**Aim 1**: What publication date does the interview page with Herb Silverman give?
**Aim 2**: List every organization or group the interview page with Herb Silverman says he founded.
**Aim 3**: Write the next part of the interview with Herb Silverman, continuing past its last sentence.

::: Page extract :::

Ask Herb 11 – Thucydides’s Maxim: History of, More Than, the Peloponnesian War

by | July 18, 2019

By Scott Douglas Jacobsen

Herb Silverman is the Founder of the Secular Coalition of America, the Founder of the Secular Humanists of the Lowcountry, and the Founder of the Atheist/Humanist Alliance student group at the College of Charleston. Here we talk about peace, war, and more.

Scott Douglas Jacobsen: History remains wrought with wars of human beings – mostly men – murdering and slaughtering one another through bludgeoning of skulls with blunt instruments of combat, crushing of limbs, slashing of flesh, maiming and mutilation of bodies, trampling of soldiers by horseback, and piercing, puncturing, and mangling of internal vital organs with projectiles, and so on.

::: Data entries :::

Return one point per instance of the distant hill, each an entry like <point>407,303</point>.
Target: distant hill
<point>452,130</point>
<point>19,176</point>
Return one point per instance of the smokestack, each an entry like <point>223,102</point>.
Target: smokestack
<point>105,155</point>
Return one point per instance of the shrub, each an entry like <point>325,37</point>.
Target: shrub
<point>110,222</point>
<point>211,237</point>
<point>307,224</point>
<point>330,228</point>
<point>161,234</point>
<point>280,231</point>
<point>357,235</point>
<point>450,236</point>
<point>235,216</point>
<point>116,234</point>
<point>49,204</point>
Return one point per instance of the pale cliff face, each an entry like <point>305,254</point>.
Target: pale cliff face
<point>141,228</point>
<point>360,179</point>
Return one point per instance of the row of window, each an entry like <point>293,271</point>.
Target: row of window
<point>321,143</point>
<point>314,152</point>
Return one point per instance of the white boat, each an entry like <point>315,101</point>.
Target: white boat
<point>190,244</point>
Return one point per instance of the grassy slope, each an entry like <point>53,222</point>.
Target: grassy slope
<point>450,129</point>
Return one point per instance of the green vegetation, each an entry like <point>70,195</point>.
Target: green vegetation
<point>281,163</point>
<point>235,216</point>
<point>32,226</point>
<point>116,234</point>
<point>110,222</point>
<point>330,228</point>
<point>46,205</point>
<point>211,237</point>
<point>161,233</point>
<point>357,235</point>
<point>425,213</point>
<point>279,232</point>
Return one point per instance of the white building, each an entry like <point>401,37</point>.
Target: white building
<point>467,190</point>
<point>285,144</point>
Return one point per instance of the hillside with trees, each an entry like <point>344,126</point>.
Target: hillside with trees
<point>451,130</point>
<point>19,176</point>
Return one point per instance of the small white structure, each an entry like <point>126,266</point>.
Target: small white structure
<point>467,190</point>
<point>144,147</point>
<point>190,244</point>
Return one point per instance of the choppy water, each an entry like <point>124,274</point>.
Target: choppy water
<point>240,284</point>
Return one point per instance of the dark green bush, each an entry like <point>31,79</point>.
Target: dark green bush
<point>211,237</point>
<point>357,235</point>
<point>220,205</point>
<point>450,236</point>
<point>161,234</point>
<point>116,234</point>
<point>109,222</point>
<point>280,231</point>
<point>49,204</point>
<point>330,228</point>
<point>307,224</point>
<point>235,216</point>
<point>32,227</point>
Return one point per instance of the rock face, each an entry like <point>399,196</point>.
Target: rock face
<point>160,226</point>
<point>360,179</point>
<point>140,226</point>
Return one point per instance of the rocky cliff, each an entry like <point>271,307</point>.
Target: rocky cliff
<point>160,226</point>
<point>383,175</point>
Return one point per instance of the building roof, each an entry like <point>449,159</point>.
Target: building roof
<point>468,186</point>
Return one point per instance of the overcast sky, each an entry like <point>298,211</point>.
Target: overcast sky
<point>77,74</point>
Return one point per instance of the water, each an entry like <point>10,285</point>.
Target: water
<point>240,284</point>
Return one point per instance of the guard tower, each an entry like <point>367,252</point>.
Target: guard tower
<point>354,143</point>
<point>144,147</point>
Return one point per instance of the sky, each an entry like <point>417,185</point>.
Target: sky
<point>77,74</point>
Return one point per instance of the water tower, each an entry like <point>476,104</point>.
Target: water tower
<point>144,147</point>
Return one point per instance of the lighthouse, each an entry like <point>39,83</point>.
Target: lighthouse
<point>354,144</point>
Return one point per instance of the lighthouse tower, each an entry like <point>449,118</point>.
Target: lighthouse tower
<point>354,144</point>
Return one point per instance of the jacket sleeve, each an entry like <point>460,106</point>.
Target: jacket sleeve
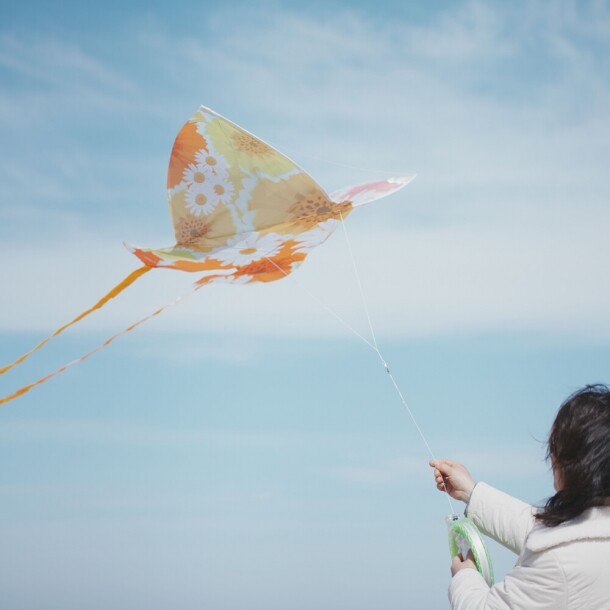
<point>500,516</point>
<point>539,585</point>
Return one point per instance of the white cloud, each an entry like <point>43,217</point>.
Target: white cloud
<point>504,229</point>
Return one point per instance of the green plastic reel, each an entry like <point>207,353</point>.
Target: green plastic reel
<point>464,535</point>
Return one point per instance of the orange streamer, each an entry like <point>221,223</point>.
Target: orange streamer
<point>130,279</point>
<point>25,389</point>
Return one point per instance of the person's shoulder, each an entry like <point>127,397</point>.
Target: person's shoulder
<point>593,524</point>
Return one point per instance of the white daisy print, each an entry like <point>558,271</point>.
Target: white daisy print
<point>207,190</point>
<point>242,250</point>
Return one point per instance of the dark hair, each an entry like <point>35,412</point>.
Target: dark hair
<point>579,447</point>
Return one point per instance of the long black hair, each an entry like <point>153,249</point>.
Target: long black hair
<point>579,449</point>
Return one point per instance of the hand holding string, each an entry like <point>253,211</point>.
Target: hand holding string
<point>453,478</point>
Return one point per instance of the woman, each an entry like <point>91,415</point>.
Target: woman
<point>564,548</point>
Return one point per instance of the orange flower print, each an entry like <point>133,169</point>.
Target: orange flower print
<point>188,143</point>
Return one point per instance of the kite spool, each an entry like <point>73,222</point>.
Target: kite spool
<point>464,535</point>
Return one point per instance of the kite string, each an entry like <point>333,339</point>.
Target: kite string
<point>383,360</point>
<point>373,345</point>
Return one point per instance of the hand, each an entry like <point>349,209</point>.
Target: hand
<point>453,478</point>
<point>461,564</point>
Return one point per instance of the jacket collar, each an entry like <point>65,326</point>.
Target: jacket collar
<point>593,524</point>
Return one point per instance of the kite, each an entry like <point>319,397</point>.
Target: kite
<point>242,212</point>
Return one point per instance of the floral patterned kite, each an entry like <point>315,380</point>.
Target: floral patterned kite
<point>242,212</point>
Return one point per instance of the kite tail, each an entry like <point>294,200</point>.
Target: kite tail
<point>130,279</point>
<point>25,389</point>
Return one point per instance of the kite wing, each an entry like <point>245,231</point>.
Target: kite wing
<point>240,209</point>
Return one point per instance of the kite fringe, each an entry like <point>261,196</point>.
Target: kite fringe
<point>130,279</point>
<point>25,389</point>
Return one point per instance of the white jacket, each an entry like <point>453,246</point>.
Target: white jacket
<point>566,567</point>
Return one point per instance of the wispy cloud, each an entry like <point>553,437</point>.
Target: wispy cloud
<point>503,229</point>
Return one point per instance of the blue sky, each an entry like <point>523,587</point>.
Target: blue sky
<point>245,448</point>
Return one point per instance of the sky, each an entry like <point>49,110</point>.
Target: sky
<point>246,449</point>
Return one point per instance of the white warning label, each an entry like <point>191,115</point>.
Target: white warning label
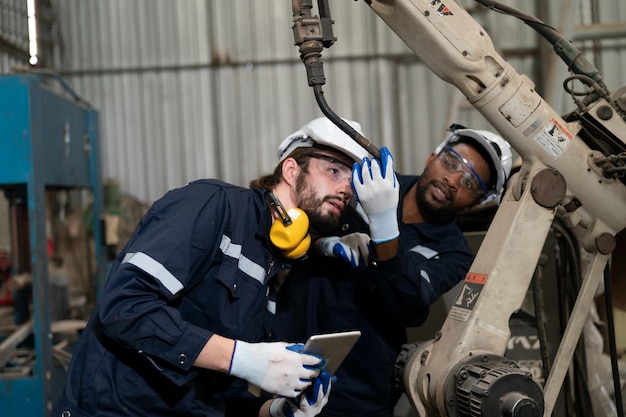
<point>554,138</point>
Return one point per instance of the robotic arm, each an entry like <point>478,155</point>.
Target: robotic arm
<point>571,166</point>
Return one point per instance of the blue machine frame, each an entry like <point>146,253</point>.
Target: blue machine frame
<point>47,140</point>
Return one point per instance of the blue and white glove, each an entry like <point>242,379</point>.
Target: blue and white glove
<point>309,404</point>
<point>352,248</point>
<point>376,187</point>
<point>276,367</point>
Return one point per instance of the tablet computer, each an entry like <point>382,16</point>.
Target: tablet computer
<point>333,347</point>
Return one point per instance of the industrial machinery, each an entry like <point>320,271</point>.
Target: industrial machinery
<point>49,162</point>
<point>573,167</point>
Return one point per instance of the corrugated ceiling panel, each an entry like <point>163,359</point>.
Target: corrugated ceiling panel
<point>208,88</point>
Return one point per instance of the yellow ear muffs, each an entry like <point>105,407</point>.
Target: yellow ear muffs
<point>292,236</point>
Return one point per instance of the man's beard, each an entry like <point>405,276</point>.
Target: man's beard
<point>313,207</point>
<point>427,208</point>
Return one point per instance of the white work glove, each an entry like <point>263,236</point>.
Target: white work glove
<point>376,187</point>
<point>352,248</point>
<point>276,367</point>
<point>309,404</point>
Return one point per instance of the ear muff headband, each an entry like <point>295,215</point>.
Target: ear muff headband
<point>291,234</point>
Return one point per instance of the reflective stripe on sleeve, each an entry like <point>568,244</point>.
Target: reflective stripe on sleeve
<point>427,253</point>
<point>155,269</point>
<point>244,264</point>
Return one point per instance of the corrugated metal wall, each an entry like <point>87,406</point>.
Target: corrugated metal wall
<point>209,88</point>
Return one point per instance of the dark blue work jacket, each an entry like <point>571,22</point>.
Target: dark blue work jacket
<point>198,263</point>
<point>326,295</point>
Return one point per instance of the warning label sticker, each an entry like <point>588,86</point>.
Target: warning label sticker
<point>465,302</point>
<point>554,138</point>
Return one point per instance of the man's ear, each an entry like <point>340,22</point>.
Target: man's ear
<point>430,159</point>
<point>290,171</point>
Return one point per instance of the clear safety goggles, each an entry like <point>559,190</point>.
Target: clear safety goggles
<point>332,168</point>
<point>454,162</point>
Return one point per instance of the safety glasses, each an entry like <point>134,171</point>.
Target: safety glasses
<point>332,168</point>
<point>454,162</point>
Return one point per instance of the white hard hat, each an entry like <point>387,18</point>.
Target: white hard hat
<point>496,147</point>
<point>324,132</point>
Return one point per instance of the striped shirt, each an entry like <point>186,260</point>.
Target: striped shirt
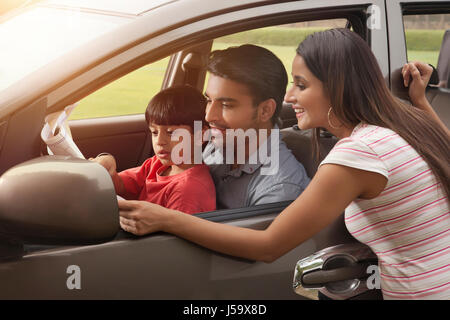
<point>408,224</point>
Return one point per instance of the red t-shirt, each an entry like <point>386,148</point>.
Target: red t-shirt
<point>190,191</point>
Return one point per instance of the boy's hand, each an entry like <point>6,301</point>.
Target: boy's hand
<point>107,161</point>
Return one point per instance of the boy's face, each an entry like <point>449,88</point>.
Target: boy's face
<point>162,142</point>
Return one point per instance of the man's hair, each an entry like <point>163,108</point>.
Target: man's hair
<point>255,67</point>
<point>178,105</point>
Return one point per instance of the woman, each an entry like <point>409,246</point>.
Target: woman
<point>389,172</point>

:::

**Written answer 1**: July 18, 2019

**Written answer 2**:
- Secular Coalition of America
- Secular Humanists of the Lowcountry
- Atheist/Humanist Alliance student group at the College of Charleston

**Written answer 3**:
Thucydides wrote a history of the war between Sparta and Athens in the 5th century BC. Also, some claim a maxim for him, where Thucydides said, “Right, as the world goes, is only in question between equals in power, while the strong do what they can and the weak suffer what they must.” Active involvement in the struggle for a more fair and just society involves similar sentiments, even acts with bloody labour wars and violence.

In American history, how true is this maxim from the struggles for labour rights with the factory girls of Lowell, universal suffrage rather than particular suffrage for land-owning white aristocratic men, rights to equal access to education and the world of work, and modern ongoing battles for reproductive rights and procurement of a decent life? What is the silver lining here, too, though?

Herb Silverman: True, the history of humankind must include the history of warfare. Even our prehistory, through archeological findings, shows that there have always been wars. From our hunter-gatherer past, through the Middle Ages and approaching fairly modern times, the norm across many societies included mutilation of the enemy, murder of enemy infants, routine rape, routine torture of prisoners, and other hideous, cruel and unusual punishments. Public executions for the amusement and instruction of the populace were also common. There is a long list in both time and practice of man’s inhumanity to man.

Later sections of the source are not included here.